### Provided records

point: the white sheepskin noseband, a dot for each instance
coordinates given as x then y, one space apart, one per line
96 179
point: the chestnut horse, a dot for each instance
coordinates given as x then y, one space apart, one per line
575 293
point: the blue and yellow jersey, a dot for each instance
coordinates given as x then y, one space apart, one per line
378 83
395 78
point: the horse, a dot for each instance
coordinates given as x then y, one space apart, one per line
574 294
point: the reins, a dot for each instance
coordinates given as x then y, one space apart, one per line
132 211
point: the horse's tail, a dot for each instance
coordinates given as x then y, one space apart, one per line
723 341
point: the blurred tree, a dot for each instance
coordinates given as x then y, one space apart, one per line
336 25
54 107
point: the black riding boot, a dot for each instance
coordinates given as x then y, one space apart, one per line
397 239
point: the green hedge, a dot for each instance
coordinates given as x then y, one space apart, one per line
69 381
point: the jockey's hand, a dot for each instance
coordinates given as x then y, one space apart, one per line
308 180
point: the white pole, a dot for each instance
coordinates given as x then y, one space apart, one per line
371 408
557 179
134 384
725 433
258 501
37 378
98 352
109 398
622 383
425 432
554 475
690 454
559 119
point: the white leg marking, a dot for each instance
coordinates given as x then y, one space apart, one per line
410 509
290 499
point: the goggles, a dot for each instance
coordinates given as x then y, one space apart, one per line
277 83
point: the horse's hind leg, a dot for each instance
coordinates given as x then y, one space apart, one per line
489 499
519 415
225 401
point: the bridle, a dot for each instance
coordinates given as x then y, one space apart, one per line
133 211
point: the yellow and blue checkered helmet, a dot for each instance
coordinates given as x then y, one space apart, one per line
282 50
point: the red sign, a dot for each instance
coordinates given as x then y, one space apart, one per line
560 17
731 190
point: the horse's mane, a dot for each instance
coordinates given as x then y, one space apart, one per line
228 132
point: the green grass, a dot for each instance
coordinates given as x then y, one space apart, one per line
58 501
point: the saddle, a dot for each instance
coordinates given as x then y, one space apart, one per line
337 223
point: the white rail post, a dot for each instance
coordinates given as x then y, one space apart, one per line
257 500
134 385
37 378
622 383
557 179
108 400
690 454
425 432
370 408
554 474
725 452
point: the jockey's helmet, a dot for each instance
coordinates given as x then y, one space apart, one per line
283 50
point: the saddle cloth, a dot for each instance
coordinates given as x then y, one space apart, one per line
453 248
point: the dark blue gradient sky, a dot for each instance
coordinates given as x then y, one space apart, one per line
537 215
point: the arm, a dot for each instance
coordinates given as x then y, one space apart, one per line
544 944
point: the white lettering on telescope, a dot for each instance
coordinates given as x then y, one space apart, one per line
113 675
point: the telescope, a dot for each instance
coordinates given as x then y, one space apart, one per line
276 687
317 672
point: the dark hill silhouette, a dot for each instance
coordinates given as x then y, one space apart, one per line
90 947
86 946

######

● **Try it**
Find every line in the records that has the word "horse". Copy those lines.

● **Exercise answer**
point: the chestnut horse, a dot for each instance
point: the horse, a dot for each instance
point: the horse's tail, a dot for each instance
point: the horse's hind leg, a dot for each instance
point: the horse's mane, a dot for each instance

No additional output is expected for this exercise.